**What is required**
Rewrite every line of the records below as a numbered list, skipping any blank lines. Leave the pictures out of your answer.

(Dataset rows)
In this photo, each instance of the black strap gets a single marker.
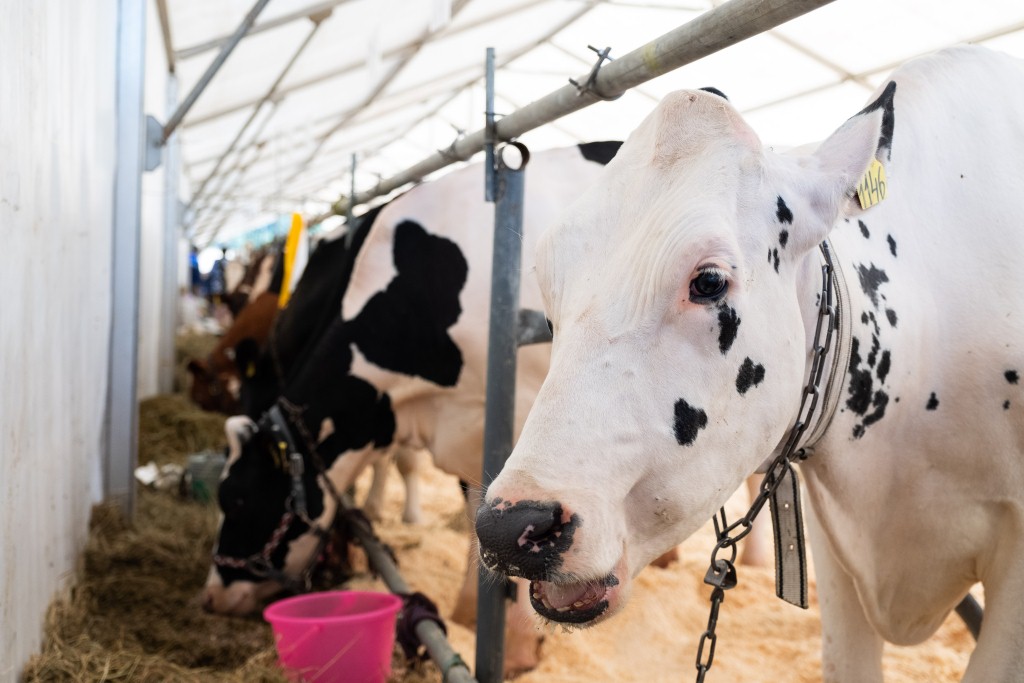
(791, 558)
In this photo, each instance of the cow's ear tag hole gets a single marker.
(872, 186)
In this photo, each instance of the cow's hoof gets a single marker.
(667, 558)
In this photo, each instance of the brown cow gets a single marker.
(215, 379)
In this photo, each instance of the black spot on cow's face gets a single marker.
(715, 91)
(886, 103)
(600, 153)
(728, 326)
(253, 498)
(750, 375)
(688, 422)
(870, 279)
(404, 328)
(782, 212)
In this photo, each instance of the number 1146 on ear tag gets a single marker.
(872, 186)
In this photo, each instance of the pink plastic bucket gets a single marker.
(343, 636)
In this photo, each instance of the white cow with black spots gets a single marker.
(683, 289)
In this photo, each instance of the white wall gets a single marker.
(56, 187)
(151, 269)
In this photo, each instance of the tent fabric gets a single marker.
(392, 81)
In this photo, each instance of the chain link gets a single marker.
(722, 572)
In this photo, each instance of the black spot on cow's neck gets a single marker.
(884, 366)
(404, 328)
(715, 91)
(861, 383)
(600, 153)
(750, 375)
(688, 422)
(886, 103)
(782, 212)
(870, 279)
(728, 326)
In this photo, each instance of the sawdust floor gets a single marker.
(132, 614)
(654, 638)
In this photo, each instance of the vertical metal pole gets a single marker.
(122, 412)
(500, 410)
(350, 226)
(489, 170)
(172, 232)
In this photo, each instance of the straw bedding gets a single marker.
(133, 615)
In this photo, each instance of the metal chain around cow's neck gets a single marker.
(722, 572)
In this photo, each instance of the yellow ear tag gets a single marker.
(871, 187)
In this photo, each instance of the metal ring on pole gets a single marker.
(588, 86)
(523, 155)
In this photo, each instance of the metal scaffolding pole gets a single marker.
(214, 67)
(726, 25)
(350, 67)
(172, 233)
(122, 409)
(317, 22)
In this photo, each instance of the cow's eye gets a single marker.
(710, 286)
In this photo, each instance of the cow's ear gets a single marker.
(846, 155)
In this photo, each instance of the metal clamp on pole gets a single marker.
(589, 85)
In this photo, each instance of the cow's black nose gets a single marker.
(525, 539)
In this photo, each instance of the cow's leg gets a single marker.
(851, 649)
(465, 605)
(374, 505)
(409, 461)
(999, 655)
(756, 548)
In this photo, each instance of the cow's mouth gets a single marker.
(574, 602)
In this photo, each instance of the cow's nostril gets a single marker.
(526, 539)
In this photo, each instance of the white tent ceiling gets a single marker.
(392, 81)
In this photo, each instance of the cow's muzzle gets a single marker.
(525, 539)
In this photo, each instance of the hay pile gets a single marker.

**Answer to this exercise**
1. In this photo, each instance of the black strap gets a single marker.
2. (791, 558)
3. In this photo, each instance of the cow's ear tag hole gets a single marker.
4. (872, 186)
5. In this photo, each instance of the cow's hoof gets a single marker.
6. (667, 558)
7. In this photo, each instance of the brown cow gets a single marker.
8. (215, 379)
9. In this photo, each instance of the black spot on cow's face gets a single marker.
10. (715, 91)
11. (886, 103)
12. (600, 153)
13. (728, 326)
14. (253, 498)
15. (750, 375)
16. (688, 422)
17. (870, 279)
18. (404, 328)
19. (782, 212)
20. In this photo, each instance of the number 1146 on ear tag gets a single marker.
21. (872, 186)
22. In this photo, each instance of the pink plastic bucket gets a single marker.
23. (343, 636)
24. In this photo, each instance of the white cow with black spots gets a single marker.
25. (683, 289)
26. In this photo, each instance of the white wall gets a single marker.
27. (56, 187)
28. (151, 269)
29. In this photo, each instance of the tent fabric gets a single marker.
30. (392, 81)
31. In this photo, each instance of the chain link gets a single marker.
32. (722, 572)
33. In this photo, each instance of the black spot on cow's neck gets a single marker.
34. (884, 366)
35. (404, 328)
36. (715, 91)
37. (861, 383)
38. (600, 153)
39. (750, 375)
40. (688, 422)
41. (886, 103)
42. (782, 212)
43. (870, 279)
44. (728, 326)
45. In this photo, each instance of the sawdust floor gets a single marker.
46. (132, 614)
47. (654, 638)
48. In this photo, each instance of the vertical metal pole gets a single marker.
49. (122, 412)
50. (500, 410)
51. (350, 226)
52. (489, 170)
53. (172, 232)
54. In this photo, each instance of the straw bedding gets a single marker.
55. (133, 615)
56. In this photo, each instance of the metal chain around cow's neck gets a single marker.
57. (722, 572)
58. In this photo, each instance of the yellow ear tag gets a single marker.
59. (871, 187)
60. In this photo, each instance of the metal ring on pole gets a single marker.
61. (588, 86)
62. (523, 155)
63. In this photo, each instance of the metal scaffolding pole gets a single marker.
64. (214, 67)
65. (726, 25)
66. (350, 67)
67. (172, 233)
68. (122, 409)
69. (317, 22)
70. In this photo, each instance of the cow's eye gets a single marker.
71. (710, 286)
72. In this photo, each instance of the cow's ear gets a single marker.
73. (846, 155)
74. In this photo, each instance of the metal clamp on pole gets a single marker.
75. (589, 85)
76. In this photo, each instance of the cow's black nose gets a single marker.
77. (525, 539)
78. In this photo, each instance of the cow's leg gets a single marker.
79. (851, 649)
80. (465, 605)
81. (374, 505)
82. (409, 461)
83. (999, 655)
84. (756, 548)
85. In this photo, each instance of the cow's mouth gets a single marker.
86. (574, 602)
87. In this photo, each instance of the cow's nostril gets a single marker.
88. (526, 539)
89. In this photo, each instance of the white tent ceiling gets a single marker.
90. (392, 81)
91. In this photo, each instance of the cow's muzzle gets a single marker.
92. (525, 539)
93. In this photo, each instance of the hay pile gets a single marker.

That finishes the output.